Exercise aim: Locate the line that contains "Each instance receives one keypoint. Annotate the man's shorts". Print it and each following line through the end of the listing, verbatim, and nothing more.

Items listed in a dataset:
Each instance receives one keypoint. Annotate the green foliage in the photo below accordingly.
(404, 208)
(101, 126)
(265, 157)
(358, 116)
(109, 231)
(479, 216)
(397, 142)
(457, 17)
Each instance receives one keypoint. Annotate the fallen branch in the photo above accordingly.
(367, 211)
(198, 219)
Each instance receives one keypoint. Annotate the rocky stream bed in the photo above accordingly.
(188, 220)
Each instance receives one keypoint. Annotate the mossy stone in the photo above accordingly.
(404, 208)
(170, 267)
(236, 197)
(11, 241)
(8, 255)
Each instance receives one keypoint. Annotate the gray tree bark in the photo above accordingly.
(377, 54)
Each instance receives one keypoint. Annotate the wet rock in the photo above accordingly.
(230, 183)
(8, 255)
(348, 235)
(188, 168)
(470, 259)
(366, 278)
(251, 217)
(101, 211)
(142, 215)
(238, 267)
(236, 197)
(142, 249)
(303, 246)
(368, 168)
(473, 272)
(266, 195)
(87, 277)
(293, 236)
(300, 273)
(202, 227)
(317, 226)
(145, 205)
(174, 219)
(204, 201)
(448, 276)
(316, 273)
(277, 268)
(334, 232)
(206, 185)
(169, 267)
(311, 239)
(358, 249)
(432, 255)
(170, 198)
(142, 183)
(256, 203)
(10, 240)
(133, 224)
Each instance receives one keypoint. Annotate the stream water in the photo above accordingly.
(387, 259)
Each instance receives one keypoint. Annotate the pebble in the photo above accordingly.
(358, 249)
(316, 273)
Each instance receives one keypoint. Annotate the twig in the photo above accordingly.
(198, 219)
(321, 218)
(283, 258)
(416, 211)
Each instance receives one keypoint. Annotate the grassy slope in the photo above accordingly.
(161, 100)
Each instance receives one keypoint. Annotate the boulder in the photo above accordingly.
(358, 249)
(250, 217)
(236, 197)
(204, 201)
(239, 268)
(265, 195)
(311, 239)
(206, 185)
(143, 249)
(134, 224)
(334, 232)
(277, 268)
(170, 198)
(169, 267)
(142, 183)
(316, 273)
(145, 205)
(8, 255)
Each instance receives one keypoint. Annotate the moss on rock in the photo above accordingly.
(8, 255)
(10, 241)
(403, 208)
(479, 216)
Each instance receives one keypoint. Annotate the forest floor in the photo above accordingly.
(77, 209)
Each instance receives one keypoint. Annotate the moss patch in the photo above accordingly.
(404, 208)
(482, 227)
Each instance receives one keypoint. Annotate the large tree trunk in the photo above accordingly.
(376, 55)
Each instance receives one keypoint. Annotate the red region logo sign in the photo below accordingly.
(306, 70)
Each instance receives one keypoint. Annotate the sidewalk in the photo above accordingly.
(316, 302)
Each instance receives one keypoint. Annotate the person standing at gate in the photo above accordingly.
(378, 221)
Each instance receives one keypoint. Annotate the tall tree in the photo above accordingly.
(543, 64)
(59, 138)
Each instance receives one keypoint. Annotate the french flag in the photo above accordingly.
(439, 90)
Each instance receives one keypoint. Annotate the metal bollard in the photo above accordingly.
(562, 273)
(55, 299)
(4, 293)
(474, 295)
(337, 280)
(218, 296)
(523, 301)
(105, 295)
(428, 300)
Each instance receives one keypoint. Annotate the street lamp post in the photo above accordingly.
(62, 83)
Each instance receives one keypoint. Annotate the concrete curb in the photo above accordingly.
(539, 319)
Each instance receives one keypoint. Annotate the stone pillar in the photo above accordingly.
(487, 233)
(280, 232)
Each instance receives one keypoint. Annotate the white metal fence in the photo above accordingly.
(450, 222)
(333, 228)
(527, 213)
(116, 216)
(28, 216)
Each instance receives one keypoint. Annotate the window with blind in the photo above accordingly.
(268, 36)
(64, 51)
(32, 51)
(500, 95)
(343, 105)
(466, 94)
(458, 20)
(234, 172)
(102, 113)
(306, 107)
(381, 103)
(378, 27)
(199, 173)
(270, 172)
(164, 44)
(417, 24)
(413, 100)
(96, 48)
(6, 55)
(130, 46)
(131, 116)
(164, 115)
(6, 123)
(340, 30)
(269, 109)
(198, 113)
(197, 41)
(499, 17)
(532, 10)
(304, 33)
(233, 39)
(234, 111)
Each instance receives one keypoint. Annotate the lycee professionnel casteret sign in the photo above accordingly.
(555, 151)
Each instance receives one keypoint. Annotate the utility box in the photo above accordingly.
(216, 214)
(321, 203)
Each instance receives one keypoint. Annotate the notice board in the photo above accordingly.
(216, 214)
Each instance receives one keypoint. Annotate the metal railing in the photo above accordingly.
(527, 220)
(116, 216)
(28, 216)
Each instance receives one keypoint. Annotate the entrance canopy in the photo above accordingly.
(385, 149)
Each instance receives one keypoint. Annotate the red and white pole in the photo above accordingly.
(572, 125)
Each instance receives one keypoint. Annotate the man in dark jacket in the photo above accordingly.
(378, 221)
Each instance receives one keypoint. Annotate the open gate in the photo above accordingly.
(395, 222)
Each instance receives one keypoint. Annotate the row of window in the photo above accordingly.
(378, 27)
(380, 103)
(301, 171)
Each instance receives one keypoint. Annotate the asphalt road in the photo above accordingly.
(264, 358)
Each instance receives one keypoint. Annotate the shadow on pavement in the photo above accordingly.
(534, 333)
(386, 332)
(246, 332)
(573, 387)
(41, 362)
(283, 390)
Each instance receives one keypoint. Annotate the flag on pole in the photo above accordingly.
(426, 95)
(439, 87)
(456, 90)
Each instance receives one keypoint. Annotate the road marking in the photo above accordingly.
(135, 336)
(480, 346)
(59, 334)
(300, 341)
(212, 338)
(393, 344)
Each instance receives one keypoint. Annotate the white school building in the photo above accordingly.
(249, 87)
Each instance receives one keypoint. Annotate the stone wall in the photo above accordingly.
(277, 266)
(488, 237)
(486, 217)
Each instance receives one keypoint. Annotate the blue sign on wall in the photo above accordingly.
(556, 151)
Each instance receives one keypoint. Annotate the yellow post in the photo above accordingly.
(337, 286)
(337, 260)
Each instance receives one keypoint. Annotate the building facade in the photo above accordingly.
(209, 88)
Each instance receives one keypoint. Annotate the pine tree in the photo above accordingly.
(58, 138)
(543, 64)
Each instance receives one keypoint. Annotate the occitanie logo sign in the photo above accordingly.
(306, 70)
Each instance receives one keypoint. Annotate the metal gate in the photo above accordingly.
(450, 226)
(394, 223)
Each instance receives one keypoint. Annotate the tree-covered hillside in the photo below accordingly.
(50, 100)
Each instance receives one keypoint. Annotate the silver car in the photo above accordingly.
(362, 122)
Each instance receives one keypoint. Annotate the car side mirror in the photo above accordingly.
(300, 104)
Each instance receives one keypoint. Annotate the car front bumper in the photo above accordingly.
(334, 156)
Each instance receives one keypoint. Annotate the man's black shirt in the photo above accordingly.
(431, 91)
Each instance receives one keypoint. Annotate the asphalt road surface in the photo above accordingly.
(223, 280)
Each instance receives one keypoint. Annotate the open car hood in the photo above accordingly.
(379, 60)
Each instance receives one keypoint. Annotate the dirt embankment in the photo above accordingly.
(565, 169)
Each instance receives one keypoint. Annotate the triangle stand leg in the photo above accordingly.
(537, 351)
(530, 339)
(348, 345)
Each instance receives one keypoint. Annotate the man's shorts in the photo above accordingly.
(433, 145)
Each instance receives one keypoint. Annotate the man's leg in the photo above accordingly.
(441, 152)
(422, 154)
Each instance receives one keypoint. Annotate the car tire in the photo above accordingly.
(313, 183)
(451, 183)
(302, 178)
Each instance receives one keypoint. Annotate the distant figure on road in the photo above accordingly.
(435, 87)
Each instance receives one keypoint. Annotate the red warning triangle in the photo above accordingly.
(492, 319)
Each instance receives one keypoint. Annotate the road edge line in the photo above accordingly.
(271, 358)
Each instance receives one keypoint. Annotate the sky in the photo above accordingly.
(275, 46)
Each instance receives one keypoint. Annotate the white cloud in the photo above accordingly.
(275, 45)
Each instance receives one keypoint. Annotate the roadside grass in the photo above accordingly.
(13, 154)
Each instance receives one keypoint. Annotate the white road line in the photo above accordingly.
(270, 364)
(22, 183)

Result of this task:
Each instance receives one keypoint. Annotate the man's shorts in the photo above accordingly.
(433, 145)
Each instance receives one keypoint. Annotate the man's leg in the photo above accordingly.
(441, 152)
(422, 154)
Each instance receives one keypoint. Annotate the car tire in the photo above accordingly.
(313, 183)
(451, 183)
(302, 178)
Each instance receives one keypoint. Annotate the distant figure on road in the photo above accordingly.
(435, 87)
Each instance receives one keypoint. Annotate the red warning triangle in the photo above accordingly.
(492, 319)
Each instance receives one keypoint. Annotate the road edge line in the photo above accordingly.
(271, 358)
Each instance receives one keypoint. Annotate the sky in the photo above accordingly.
(275, 46)
Each instance receives one keypoint. Annotate the white cloud in the photo above accordingly.
(275, 45)
Each instance receives one keypoint. Annotate the roadside grass in the photo above accordingly.
(13, 154)
Each instance receives one keypoint. Annotate the white road line in the photo above accordingly.
(270, 364)
(22, 183)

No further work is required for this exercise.